### Data in this exercise ###
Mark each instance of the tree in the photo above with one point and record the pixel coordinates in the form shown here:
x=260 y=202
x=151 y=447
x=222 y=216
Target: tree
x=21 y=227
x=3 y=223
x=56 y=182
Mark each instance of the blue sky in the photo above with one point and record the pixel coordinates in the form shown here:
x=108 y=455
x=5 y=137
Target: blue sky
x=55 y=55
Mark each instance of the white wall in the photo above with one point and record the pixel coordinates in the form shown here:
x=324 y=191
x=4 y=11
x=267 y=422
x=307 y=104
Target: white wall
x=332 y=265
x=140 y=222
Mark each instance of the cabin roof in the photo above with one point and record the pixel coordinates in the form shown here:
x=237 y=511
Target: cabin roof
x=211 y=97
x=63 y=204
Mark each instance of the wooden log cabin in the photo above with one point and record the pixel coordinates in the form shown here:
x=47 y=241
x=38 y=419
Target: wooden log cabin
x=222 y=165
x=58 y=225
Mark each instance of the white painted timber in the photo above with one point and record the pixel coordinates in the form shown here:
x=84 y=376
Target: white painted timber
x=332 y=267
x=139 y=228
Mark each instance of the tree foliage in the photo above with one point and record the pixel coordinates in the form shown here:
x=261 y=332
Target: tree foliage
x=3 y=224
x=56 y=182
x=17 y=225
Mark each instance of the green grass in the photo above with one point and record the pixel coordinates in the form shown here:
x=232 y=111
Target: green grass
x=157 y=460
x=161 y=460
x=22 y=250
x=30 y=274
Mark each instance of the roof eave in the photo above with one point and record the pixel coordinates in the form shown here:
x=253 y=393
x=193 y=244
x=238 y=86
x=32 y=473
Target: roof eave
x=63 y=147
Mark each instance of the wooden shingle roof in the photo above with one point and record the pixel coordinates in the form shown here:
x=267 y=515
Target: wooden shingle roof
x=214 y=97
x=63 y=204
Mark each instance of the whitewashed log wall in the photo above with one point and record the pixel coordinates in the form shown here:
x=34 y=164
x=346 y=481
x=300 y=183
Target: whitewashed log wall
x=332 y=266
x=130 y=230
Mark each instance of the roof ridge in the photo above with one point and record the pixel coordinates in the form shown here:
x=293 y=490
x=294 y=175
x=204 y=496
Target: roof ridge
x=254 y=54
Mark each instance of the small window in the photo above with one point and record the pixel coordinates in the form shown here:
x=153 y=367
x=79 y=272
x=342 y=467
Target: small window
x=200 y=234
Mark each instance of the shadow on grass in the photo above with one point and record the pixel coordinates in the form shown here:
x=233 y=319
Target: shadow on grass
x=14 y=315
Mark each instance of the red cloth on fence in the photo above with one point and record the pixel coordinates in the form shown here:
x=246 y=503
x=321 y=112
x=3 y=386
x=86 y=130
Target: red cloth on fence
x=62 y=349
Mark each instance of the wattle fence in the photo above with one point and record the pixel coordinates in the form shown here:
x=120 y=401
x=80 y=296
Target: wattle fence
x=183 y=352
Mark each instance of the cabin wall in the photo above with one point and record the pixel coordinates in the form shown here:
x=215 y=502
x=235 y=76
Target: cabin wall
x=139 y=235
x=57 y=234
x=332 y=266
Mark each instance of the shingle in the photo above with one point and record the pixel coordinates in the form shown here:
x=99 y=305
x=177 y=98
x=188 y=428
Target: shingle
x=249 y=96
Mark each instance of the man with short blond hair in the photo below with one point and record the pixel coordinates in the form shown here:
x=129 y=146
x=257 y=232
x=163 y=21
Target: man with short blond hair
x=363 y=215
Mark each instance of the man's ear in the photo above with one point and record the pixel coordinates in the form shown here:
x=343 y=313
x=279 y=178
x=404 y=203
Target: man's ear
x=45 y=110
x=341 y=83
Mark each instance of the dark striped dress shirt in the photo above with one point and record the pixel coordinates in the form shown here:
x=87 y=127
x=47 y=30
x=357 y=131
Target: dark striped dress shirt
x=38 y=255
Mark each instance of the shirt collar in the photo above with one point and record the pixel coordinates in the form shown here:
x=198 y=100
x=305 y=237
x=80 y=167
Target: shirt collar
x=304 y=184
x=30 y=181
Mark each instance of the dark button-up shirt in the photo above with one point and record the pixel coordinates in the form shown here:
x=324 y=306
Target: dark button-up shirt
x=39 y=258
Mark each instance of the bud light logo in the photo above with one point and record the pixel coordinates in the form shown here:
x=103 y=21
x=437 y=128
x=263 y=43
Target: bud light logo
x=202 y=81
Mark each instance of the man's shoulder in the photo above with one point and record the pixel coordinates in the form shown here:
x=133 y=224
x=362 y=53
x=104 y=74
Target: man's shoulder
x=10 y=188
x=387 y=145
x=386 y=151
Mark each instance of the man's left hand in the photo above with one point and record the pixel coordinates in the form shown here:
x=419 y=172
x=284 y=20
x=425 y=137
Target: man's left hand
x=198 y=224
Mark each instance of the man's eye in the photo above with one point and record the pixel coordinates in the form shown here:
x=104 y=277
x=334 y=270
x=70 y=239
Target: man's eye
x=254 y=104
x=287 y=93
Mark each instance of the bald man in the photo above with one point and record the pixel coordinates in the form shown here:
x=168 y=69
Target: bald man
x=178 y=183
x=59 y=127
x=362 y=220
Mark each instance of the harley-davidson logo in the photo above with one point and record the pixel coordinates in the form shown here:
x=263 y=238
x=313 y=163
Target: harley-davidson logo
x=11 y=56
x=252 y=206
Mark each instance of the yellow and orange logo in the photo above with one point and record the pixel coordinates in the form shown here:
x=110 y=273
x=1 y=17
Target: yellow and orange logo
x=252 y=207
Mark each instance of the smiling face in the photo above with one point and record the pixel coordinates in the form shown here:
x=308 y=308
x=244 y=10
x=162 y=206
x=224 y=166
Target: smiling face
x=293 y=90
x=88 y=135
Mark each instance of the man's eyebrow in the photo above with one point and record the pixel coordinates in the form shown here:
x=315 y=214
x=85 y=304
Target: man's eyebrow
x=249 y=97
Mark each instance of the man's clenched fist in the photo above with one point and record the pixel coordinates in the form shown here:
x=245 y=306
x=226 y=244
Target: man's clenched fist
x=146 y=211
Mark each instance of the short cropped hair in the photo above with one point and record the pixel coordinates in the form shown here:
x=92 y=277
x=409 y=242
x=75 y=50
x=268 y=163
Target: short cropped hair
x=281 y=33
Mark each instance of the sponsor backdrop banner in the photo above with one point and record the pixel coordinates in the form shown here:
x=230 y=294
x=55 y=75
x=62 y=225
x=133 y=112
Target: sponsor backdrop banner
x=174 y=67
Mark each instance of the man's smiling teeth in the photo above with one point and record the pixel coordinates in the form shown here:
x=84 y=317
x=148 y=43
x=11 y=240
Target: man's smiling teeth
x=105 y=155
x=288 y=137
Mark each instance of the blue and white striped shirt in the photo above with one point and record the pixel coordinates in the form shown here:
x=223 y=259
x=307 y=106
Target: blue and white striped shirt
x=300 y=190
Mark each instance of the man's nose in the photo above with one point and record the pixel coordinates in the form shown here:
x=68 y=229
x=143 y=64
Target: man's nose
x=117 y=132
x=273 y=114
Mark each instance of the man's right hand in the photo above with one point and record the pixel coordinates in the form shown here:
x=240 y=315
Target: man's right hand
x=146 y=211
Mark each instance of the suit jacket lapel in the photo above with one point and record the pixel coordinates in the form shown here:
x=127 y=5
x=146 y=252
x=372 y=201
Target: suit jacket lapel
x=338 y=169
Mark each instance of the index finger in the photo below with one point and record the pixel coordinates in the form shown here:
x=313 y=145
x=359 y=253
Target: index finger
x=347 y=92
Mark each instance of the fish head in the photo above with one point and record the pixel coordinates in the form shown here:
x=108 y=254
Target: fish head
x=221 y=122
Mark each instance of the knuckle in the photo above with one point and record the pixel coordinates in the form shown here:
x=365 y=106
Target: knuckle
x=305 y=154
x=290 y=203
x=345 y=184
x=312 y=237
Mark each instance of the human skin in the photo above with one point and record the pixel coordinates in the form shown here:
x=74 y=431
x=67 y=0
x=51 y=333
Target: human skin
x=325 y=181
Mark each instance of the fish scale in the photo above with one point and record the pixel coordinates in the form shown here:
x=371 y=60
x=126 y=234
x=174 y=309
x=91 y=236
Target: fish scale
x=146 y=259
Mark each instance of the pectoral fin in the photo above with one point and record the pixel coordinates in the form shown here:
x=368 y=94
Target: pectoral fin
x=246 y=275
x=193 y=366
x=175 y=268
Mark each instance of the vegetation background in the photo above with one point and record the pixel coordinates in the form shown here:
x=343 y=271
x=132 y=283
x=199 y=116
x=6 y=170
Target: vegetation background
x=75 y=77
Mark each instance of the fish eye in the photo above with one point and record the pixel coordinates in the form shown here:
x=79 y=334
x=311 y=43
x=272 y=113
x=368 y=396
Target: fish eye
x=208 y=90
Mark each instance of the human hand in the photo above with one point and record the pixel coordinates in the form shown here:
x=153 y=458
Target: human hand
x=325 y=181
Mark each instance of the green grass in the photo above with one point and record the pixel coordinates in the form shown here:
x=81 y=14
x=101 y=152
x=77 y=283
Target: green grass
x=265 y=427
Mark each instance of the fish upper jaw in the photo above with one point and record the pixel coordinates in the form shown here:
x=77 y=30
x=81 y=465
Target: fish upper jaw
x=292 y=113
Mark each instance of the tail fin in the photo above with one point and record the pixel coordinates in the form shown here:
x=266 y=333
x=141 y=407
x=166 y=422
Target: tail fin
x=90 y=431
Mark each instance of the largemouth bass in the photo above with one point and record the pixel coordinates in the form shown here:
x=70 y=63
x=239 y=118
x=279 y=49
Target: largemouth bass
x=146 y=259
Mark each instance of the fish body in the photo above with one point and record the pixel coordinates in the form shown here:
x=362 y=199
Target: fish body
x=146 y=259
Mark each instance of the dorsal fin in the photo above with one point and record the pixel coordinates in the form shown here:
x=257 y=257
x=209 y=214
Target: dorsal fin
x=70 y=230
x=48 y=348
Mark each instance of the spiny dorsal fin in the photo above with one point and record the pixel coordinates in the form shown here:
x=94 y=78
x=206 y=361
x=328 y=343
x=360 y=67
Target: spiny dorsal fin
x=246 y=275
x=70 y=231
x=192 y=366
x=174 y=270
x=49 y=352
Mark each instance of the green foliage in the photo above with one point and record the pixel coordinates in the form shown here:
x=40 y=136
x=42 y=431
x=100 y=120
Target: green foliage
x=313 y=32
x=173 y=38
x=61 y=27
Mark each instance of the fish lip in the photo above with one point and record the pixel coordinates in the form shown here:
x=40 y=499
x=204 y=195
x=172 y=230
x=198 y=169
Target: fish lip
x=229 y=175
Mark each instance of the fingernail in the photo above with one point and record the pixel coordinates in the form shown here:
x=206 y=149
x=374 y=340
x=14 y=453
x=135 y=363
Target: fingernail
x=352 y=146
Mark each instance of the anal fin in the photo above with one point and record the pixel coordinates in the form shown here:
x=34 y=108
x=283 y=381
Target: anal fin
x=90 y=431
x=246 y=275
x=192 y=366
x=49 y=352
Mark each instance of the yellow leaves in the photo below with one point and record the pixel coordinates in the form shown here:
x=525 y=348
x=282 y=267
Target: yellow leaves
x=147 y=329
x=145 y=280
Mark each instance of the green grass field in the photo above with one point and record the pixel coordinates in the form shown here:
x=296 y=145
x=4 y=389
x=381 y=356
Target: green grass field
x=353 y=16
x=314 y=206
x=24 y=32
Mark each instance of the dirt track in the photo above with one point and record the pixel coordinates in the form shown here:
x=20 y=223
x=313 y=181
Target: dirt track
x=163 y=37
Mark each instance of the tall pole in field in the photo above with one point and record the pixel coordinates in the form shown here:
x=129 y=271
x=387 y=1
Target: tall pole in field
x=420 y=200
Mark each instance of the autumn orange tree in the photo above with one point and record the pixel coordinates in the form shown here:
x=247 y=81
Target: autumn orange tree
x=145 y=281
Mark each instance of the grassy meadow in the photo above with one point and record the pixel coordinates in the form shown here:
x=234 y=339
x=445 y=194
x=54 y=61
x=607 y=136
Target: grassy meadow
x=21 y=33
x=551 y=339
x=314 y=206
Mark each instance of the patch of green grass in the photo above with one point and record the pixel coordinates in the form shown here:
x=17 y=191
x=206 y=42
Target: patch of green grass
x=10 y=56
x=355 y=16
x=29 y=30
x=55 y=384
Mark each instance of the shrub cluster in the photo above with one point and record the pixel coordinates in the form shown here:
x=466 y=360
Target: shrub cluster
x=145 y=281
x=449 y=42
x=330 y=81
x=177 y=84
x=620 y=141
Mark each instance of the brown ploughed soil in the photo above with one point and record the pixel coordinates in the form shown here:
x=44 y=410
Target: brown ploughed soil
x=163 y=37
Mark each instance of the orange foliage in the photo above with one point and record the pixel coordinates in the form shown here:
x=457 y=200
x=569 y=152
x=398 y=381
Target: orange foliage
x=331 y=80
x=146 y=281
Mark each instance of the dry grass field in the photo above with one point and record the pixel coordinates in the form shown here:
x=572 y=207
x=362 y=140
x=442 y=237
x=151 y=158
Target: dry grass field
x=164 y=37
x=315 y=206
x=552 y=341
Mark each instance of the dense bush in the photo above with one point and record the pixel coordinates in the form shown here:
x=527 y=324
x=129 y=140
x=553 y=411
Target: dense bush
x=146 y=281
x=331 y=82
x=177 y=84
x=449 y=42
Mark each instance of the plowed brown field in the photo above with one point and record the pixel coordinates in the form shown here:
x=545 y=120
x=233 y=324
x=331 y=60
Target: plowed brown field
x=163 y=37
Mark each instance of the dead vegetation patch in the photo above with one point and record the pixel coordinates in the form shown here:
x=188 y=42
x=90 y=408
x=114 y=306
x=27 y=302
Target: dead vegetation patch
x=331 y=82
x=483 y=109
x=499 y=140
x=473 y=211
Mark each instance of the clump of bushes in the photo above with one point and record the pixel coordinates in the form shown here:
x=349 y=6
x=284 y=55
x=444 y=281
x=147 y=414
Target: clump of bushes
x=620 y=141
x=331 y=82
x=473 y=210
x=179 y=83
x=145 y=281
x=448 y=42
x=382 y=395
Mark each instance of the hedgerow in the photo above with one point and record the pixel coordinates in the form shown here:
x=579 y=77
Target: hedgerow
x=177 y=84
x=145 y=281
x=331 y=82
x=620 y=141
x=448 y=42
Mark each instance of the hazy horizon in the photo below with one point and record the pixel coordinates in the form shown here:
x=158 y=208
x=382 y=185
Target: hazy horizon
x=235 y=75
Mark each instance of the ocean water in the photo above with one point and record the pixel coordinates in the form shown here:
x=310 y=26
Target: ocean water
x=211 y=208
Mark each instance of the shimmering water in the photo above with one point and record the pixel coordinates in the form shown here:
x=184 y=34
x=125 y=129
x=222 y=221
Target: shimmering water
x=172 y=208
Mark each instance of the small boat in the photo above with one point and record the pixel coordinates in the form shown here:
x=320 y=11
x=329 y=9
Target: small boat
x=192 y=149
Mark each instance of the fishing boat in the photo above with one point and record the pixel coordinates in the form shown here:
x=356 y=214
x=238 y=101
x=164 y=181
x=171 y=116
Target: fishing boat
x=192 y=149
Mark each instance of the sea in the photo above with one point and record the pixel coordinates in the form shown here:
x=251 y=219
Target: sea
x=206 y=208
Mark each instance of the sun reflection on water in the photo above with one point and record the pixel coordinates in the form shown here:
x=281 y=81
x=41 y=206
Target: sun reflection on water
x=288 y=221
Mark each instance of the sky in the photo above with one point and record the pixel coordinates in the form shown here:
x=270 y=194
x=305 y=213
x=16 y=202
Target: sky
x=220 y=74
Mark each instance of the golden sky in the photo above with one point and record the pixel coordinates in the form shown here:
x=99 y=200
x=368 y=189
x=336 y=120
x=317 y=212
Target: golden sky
###
Find "Mark each instance of the sun" in the data above, then repeat that line and all lines after it exactly, ending with the final line.

Mark each instance of the sun reflection on water in the photo above with one point and record the pixel coordinates in the form shown here:
x=281 y=81
x=41 y=206
Target: sun reflection on water
x=288 y=221
Mark each instance of the sky in the photo above with one point and record the pixel coordinates in the form shown here:
x=270 y=194
x=305 y=213
x=16 y=202
Target: sky
x=220 y=74
Mark each instance of the golden sky in the photo above with one point and record the pixel coordinates in the form shown here:
x=99 y=200
x=368 y=189
x=336 y=120
x=317 y=212
Target: golden sky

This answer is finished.